> _STORED DATA_

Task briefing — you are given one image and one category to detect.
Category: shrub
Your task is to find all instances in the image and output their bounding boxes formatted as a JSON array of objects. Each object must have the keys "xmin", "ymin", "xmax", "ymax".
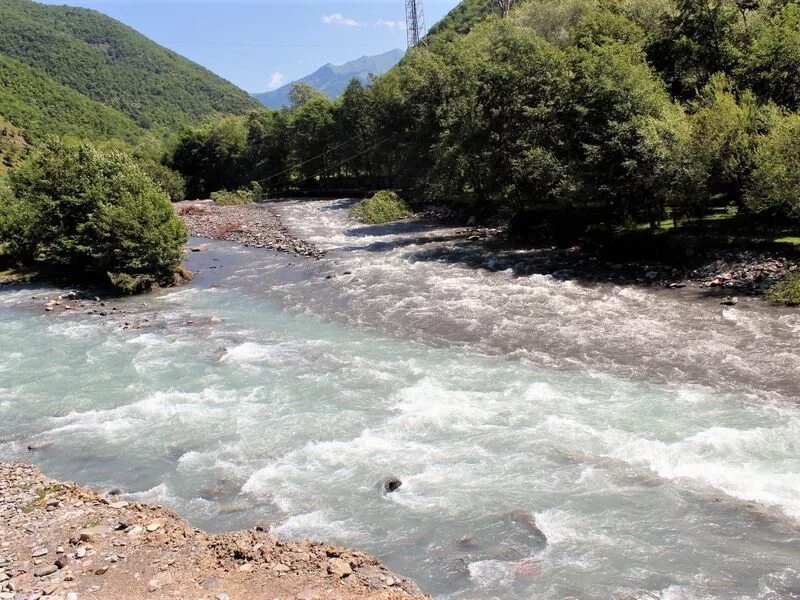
[
  {"xmin": 350, "ymin": 191, "xmax": 413, "ymax": 224},
  {"xmin": 211, "ymin": 188, "xmax": 253, "ymax": 206},
  {"xmin": 767, "ymin": 272, "xmax": 800, "ymax": 306},
  {"xmin": 745, "ymin": 112, "xmax": 800, "ymax": 219},
  {"xmin": 142, "ymin": 162, "xmax": 186, "ymax": 202},
  {"xmin": 0, "ymin": 138, "xmax": 187, "ymax": 293}
]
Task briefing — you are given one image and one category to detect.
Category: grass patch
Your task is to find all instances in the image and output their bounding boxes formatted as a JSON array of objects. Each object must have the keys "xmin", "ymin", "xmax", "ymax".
[
  {"xmin": 350, "ymin": 190, "xmax": 413, "ymax": 224},
  {"xmin": 211, "ymin": 189, "xmax": 253, "ymax": 206},
  {"xmin": 767, "ymin": 272, "xmax": 800, "ymax": 306}
]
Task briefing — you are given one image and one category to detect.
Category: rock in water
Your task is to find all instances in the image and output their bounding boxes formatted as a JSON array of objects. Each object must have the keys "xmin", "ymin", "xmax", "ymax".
[{"xmin": 378, "ymin": 476, "xmax": 403, "ymax": 494}]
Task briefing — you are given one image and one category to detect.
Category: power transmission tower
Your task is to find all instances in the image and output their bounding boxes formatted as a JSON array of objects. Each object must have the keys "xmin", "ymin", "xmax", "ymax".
[
  {"xmin": 405, "ymin": 0, "xmax": 427, "ymax": 49},
  {"xmin": 492, "ymin": 0, "xmax": 515, "ymax": 17}
]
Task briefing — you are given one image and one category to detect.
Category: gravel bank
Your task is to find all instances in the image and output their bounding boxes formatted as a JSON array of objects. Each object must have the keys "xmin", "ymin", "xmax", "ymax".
[
  {"xmin": 0, "ymin": 463, "xmax": 425, "ymax": 600},
  {"xmin": 176, "ymin": 202, "xmax": 325, "ymax": 259}
]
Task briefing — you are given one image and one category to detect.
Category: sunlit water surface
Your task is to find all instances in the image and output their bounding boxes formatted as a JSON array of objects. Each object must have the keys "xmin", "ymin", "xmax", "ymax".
[{"xmin": 2, "ymin": 199, "xmax": 800, "ymax": 599}]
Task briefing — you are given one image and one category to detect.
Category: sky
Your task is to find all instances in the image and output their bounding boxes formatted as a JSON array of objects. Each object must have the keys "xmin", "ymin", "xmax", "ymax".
[{"xmin": 38, "ymin": 0, "xmax": 462, "ymax": 92}]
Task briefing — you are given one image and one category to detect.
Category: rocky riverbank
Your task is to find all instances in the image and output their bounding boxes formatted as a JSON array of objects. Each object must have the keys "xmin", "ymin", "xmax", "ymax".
[
  {"xmin": 0, "ymin": 463, "xmax": 425, "ymax": 600},
  {"xmin": 452, "ymin": 226, "xmax": 798, "ymax": 300},
  {"xmin": 176, "ymin": 202, "xmax": 325, "ymax": 259}
]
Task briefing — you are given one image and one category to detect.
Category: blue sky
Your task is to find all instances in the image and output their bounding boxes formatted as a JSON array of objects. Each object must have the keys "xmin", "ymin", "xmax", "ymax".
[{"xmin": 38, "ymin": 0, "xmax": 462, "ymax": 92}]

> _PROBLEM STATEMENT_
For the string "water", find every line of the material that contains it, and copy each one.

> _ANSWER_
Category: rock in water
Category: sunlit water surface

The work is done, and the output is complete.